Text under study =
= = = =
At 3:33 a.m., it touched down at Marseilles, ostensibly for a refueling stop. Only minutes earlier, Major Favier and his G.I.G.N. troopers had arrived from Mallorca at an adjacent air base. They spent the morning hours practicing every detail of a rescue operation on their Airbus while Marseilles police chief Alain Gehin negotiated with the hijackers from the control tower.
Still using pilot Delhemme to speak for them, the hijackers broke radio silence at 6 a.m. to demand 27 tons of fuel and permission to fly to Paris. Since the trip normally requires only 10 tons, French officials feared the militants had other plans. One possibility was that they would head for a friendly Islamic country -- perhaps Iran, or Sudan, or Yemen; another that they were scheming to blow up the fuel-laden plane over the capital.
A few hours later, that hypothesis gained weight with word that an anonymous informant had warned the French consulate in Oran, Algeria, that the plane was "a flying bomb that will explode over Paris." From accounts of passengers released in Algiers, the French had already learned that there was dynamite on board; demolition experts would subsequently confirm that the explosives were placed in such a manner as to rip the plane apart if triggered.
Gehin played for time, trying to wear down the hijackers and win the release of more passengers while the G.I.G.N. prepared for its assault. "Listen," Yahia said at one point, "in my opinion, you want us to blow up everything right here! You have 1 1/2 hours to let us take off for Paris -- until 9:40." The negotiators succeeded in pushing back the ultimatum by agreeing to supply more food and water, empty the toilets and provide vacuum cleaners for the plane.
The servicing was done by G.I.G.N. men wearing -- in an ironic reversal of how the hijack had started in Algiers -- airport staff uniforms. The troopers were able to ascertain that the plane's doors were not blocked or booby- trapped. According to some accounts, the policemen also slipped tiny eavesdropping devices into the aircraft. Along with external surveillance devices -- infrared-vision equipment and "cannon" microphones trained on the windows and fuselage -- the bugs would have allowed the gendarmes to follow the hijackers' movements inside the aircraft.
= = = =
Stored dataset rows
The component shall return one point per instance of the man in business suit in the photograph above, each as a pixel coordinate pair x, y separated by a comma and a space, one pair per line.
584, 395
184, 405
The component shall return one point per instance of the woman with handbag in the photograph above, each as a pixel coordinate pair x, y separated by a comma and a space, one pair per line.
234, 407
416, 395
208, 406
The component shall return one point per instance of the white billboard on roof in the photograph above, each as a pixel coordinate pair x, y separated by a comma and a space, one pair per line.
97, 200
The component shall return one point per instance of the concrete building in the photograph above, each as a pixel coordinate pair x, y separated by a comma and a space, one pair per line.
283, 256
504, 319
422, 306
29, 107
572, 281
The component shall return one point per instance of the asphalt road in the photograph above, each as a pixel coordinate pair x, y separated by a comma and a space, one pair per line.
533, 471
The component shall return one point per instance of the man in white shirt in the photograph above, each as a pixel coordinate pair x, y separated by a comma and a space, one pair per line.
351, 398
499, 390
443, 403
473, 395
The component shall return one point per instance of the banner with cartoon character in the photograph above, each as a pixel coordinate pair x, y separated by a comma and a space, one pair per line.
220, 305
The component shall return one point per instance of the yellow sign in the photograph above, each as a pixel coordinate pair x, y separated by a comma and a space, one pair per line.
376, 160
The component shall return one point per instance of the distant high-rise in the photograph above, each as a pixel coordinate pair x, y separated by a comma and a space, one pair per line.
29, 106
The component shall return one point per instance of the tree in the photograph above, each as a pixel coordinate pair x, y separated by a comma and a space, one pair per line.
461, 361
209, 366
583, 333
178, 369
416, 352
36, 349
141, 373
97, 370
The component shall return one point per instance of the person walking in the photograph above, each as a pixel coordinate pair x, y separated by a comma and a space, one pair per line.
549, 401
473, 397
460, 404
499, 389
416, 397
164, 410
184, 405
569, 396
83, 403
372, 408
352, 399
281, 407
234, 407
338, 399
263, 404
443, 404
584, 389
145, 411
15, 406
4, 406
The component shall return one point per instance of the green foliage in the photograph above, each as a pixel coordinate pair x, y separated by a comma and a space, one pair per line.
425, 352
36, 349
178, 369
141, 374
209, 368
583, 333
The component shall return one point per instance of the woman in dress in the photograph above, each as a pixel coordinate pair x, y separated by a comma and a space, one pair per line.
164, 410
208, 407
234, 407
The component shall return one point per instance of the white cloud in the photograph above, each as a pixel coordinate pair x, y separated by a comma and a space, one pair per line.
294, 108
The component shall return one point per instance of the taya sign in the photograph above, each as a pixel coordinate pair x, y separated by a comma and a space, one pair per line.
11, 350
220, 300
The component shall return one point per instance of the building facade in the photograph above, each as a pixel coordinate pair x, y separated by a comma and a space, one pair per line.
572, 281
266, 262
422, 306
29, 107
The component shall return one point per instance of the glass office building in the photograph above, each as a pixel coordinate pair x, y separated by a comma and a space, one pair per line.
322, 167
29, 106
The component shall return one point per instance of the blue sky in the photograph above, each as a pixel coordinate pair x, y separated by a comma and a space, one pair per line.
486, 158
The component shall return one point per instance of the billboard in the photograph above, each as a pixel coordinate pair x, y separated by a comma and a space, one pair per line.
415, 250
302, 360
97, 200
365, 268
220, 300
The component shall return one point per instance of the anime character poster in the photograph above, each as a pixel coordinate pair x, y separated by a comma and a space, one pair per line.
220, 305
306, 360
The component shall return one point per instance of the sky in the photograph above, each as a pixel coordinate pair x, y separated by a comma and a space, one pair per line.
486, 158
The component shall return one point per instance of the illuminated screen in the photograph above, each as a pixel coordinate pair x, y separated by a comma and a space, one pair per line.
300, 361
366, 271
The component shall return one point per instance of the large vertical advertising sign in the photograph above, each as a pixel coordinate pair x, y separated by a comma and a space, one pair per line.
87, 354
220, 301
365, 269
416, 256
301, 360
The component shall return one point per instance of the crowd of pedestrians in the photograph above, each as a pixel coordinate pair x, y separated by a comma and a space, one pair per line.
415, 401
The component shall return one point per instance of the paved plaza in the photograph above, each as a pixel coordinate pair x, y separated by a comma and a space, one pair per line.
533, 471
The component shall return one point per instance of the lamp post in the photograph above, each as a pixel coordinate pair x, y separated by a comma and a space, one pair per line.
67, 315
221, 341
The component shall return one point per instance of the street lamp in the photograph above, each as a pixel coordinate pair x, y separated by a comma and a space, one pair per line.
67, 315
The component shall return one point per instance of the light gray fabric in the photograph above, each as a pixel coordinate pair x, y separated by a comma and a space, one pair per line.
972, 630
= = = =
Exercise instructions =
1. In the hijacking account, how many tons of fuel did the hijackers demand at 6 a.m.?
2. According to the hijacking account, why did French officials fear the hijackers had plans other than flying to Paris? Answer in one to three sentences.

Answers to this exercise =
1. 27 tons

2. The hijackers demanded 27 tons of fuel, but the trip to Paris normally requires only 10 tons. That gap led officials to suspect they might head for a friendly Islamic country or blow up the fuel-laden plane over the capital.